*** Begin section ***

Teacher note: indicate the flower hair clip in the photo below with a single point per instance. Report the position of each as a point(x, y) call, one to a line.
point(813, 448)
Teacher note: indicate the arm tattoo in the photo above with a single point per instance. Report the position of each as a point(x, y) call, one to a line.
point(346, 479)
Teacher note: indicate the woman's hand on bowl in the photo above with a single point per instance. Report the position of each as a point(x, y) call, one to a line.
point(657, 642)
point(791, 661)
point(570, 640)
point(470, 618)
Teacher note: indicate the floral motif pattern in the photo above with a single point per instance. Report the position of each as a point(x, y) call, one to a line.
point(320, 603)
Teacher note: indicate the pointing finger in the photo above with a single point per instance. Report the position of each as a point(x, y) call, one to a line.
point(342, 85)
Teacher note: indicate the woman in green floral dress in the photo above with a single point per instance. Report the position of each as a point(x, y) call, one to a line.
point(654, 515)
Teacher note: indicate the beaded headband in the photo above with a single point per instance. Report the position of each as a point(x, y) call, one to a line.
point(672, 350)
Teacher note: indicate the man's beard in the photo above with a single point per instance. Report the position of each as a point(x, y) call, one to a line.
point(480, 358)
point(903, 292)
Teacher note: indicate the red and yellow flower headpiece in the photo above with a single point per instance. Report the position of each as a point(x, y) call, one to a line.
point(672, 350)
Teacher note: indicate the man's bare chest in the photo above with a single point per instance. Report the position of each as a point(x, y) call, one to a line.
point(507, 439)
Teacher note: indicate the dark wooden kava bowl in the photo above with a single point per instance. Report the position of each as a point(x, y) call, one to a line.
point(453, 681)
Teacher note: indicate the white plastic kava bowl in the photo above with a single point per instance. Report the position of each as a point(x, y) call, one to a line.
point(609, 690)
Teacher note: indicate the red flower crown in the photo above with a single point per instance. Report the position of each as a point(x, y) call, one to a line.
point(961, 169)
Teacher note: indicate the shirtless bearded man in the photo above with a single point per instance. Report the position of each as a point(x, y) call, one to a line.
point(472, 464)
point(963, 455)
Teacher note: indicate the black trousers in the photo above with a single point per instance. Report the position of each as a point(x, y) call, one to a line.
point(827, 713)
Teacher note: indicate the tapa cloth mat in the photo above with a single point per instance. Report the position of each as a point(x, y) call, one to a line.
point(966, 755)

*** End section ***

▶ Required work
Only one span is to be repeated: the line with "Teacher note: indicate the white" through the final line of the entries above, word for word.

▶ Response area
Teacher note: indicate the white plastic kava bowl in the photo above with a single point per instance. Report the position of each as a point(x, y) call, one to a line.
point(609, 690)
Teacher note: indicate the red flower crown in the photo above with a single point per instance. Report the position of each as a point(x, y) call, one to a line.
point(961, 169)
Teacher note: indicate the shirtless bearded man in the photo above with a single point per instance. Report the position of each as a point(x, y) call, one to a line.
point(472, 464)
point(963, 455)
Teacher note: indicate the black trousers in the photo above with a single point per instance. Report the position of each as a point(x, y) call, one to a line.
point(827, 713)
Teacher note: indicate the tapa cloth mat in the photo above with a single point per instance. Report the position of each as a point(x, y) call, one to a line.
point(966, 755)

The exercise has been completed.